**What is needed**:
Search the data for the word "rough" and copy every line that contains it.

Data listing: Begin

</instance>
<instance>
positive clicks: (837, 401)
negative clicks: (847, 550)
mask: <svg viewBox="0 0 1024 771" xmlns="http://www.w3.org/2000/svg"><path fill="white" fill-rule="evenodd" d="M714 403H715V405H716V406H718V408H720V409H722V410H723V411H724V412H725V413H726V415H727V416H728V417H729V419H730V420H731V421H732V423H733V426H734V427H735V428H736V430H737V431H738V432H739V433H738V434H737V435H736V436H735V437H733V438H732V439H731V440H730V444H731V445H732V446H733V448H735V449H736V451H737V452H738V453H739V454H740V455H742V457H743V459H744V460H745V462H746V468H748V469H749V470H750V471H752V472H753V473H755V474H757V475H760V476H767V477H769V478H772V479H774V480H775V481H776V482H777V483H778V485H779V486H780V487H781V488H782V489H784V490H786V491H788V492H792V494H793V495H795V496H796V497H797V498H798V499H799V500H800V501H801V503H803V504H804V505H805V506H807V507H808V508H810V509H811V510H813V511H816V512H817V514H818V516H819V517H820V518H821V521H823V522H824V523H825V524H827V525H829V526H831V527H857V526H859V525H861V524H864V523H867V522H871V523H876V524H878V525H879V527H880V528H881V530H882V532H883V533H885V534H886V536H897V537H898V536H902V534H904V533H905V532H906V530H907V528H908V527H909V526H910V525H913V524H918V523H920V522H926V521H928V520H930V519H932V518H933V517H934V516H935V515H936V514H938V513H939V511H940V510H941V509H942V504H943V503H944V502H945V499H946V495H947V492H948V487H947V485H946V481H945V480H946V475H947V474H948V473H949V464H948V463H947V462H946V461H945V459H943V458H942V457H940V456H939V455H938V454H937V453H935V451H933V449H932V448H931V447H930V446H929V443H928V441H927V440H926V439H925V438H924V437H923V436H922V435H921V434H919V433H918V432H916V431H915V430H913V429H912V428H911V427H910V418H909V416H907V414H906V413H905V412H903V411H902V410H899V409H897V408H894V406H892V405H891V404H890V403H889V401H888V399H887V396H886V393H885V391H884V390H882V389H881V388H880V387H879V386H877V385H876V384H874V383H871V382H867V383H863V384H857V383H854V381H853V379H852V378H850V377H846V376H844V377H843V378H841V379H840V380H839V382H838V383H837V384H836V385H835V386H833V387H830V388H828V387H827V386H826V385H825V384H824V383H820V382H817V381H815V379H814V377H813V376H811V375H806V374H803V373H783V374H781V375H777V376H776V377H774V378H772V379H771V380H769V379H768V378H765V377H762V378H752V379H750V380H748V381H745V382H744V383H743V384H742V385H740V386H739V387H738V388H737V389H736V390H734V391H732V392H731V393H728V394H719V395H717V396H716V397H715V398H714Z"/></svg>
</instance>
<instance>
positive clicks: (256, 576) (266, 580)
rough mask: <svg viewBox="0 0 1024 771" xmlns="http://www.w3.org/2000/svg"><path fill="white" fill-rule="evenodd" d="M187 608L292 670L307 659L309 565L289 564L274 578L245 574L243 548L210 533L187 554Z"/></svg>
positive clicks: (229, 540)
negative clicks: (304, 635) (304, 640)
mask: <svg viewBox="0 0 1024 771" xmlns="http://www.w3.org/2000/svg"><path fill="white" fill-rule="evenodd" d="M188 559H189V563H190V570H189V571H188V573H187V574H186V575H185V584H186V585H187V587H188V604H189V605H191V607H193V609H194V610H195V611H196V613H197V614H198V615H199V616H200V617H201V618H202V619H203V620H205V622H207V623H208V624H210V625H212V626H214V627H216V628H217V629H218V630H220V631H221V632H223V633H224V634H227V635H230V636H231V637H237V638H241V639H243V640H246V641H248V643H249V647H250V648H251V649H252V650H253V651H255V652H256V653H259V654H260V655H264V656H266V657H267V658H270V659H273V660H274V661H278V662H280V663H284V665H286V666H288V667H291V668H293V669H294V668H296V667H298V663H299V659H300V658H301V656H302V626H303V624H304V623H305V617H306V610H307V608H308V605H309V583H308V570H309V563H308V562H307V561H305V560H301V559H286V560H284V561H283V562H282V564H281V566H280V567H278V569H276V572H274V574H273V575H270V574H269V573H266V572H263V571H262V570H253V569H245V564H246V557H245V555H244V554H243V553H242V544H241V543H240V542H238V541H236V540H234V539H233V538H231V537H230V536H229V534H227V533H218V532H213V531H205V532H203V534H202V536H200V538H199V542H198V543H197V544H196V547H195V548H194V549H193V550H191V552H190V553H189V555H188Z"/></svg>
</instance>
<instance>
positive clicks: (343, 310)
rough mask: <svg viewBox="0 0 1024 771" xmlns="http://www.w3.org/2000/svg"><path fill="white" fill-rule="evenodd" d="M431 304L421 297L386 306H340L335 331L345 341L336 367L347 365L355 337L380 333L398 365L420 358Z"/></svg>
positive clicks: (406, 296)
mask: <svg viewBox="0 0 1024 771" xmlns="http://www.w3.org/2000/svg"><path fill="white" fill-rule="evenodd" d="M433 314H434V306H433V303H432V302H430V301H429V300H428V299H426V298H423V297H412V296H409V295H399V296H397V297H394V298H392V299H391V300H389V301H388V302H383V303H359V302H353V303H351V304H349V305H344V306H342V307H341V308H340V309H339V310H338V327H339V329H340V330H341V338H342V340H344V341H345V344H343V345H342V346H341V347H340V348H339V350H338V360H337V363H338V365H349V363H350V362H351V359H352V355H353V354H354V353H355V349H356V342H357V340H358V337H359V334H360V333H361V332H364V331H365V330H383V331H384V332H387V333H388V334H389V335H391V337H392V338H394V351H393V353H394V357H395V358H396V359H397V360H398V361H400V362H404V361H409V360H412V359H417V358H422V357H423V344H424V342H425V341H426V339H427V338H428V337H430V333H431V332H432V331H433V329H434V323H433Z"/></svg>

Data listing: End

**The completed task**:
rough mask: <svg viewBox="0 0 1024 771" xmlns="http://www.w3.org/2000/svg"><path fill="white" fill-rule="evenodd" d="M187 608L292 670L307 659L309 565L289 564L274 578L245 574L243 548L210 533L187 554Z"/></svg>
rough mask: <svg viewBox="0 0 1024 771" xmlns="http://www.w3.org/2000/svg"><path fill="white" fill-rule="evenodd" d="M431 304L421 297L386 306H340L335 331L345 341L336 367L347 365L355 337L380 333L398 365L420 358Z"/></svg>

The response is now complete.